* _Required task_
Please extract the full passage about embodied learning in holistic education, copying it word for word.

* _Passage to read_
********************

Holistic Education and Embodied Learning is an intriguing inquiry about the role of the body in holistic education. This book presents a wide variety of perspectives and practices written by multiple authors that will be informative to both researchers and practitioners. As the book describes, learning often begins with an experience in the body. Our body can tighten or feel expansive depending on different learning contexts. This experience of learning in the body is crucial to holistic education. Somatic or embodied knowing is experiential knowledge that involves senses, perceptions, and mind-body action and reaction. A somatic approach to education trusts individuals to learn from and listen to the information they are receiving from the interaction of the self with the environment. Western culture has been dominated by the separation of cognitive knowledge and embodied knowledge, and the distrust of bodily knowing. This book envisions new possibilities for teaching and learning that focus on embodied learning.

********************

* _Source material_
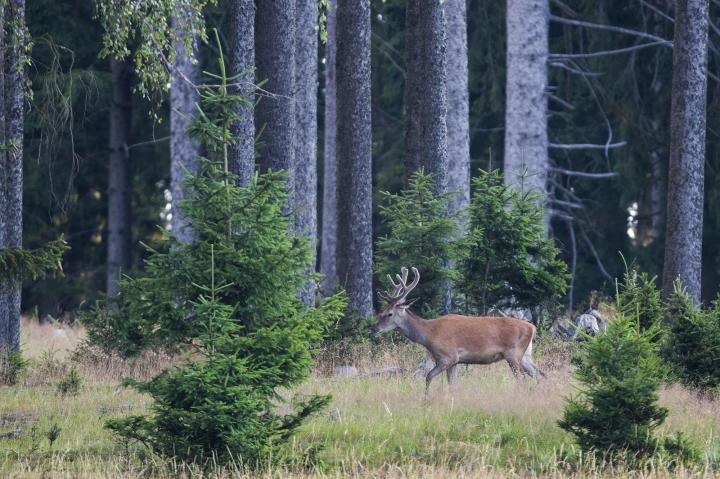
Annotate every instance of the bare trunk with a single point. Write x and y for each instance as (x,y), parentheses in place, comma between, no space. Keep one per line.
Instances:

********************

* _Exercise result_
Holistic Education and Embodied Learning is an intriguing inquiry about the role of the body in holistic education. This book presents a wide variety of perspectives and practices written by multiple authors that will be informative to both researchers and practitioners. As the book describes, learning often begins with an experience in the body. Our body can tighten or feel expansive depending on different learning contexts. This experience of learning in the body is crucial to holistic education. Somatic or embodied knowing is experiential knowledge that involves senses, perceptions, and mind-body action and reaction. A somatic approach to education trusts individuals to learn from and listen to the information they are receiving from the interaction of the self with the environment. Western culture has been dominated by the separation of cognitive knowledge and embodied knowledge, and the distrust of bodily knowing. This book envisions new possibilities for teaching and learning that focus on embodied learning.